Problem to solve: Can you rewrite the records from the line with "Target: green drink" through the end, both ends included, resizing every coordinate in the answers by multiplying it by 1.3 and rounding to a whole number with halves rounded up? Keep every other line unchanged.
▼
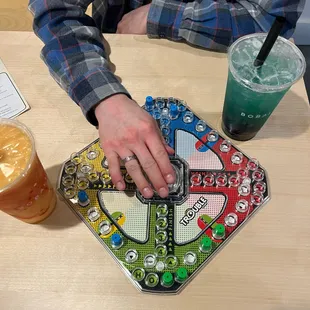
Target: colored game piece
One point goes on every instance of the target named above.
(156, 114)
(234, 181)
(188, 117)
(174, 111)
(252, 164)
(93, 176)
(208, 179)
(116, 241)
(259, 187)
(165, 130)
(69, 192)
(131, 256)
(68, 180)
(162, 209)
(171, 262)
(150, 261)
(221, 180)
(164, 121)
(190, 258)
(161, 250)
(83, 199)
(167, 279)
(196, 179)
(160, 266)
(93, 214)
(151, 279)
(257, 199)
(242, 206)
(138, 274)
(161, 223)
(82, 183)
(242, 173)
(104, 163)
(162, 244)
(92, 154)
(258, 175)
(86, 168)
(213, 136)
(237, 158)
(160, 103)
(181, 274)
(76, 158)
(231, 219)
(70, 168)
(244, 190)
(201, 126)
(161, 236)
(205, 245)
(149, 103)
(218, 231)
(182, 106)
(225, 146)
(105, 228)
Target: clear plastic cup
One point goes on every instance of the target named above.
(25, 191)
(253, 93)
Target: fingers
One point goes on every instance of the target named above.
(159, 153)
(150, 166)
(115, 171)
(134, 169)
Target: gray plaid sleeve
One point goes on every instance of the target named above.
(216, 24)
(74, 52)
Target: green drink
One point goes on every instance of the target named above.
(253, 93)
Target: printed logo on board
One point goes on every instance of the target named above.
(191, 212)
(254, 116)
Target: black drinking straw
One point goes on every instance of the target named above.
(270, 40)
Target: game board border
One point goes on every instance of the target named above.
(218, 249)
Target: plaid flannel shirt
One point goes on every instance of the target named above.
(75, 55)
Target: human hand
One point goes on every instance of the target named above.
(135, 21)
(125, 129)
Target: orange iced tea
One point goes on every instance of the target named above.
(25, 191)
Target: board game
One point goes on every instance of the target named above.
(161, 244)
▲
Answer:
Target: green drink
One point goes on every instance of the target named above.
(329, 121)
Target: printed logo on board
One point goes on every instance of the target named above.
(248, 276)
(330, 151)
Target: black drinking straw
One point goes on every instance of the target named above.
(351, 52)
Target: game board border
One point goes on every instance of the target named above.
(283, 324)
Target: plaid flannel shirt
One point goes on every instance of the target named above.
(98, 72)
Target: human hand
One point goes on every instance of the target named above.
(176, 27)
(163, 168)
Target: orange iced tea
One point goes on every instance of the target named above.
(33, 248)
Target: board game
One point goes on every instance of the target named above.
(209, 317)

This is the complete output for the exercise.